Data items:
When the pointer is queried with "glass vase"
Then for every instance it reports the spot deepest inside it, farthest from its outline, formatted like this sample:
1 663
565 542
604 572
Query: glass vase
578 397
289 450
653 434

REQUIREMENTS:
Copy out all the rows above, requests included, and add -131 to every coordinate in the answer points. Leave the numbers in the requests and their format samples as they are.

RESPONSE:
When the pointer is queried with "glass vase"
Then for every instance it reports the spot deepest inside it, farthest from its outline, formatted like this sample:
1 663
565 542
604 572
Query: glass vase
447 266
158 319
522 303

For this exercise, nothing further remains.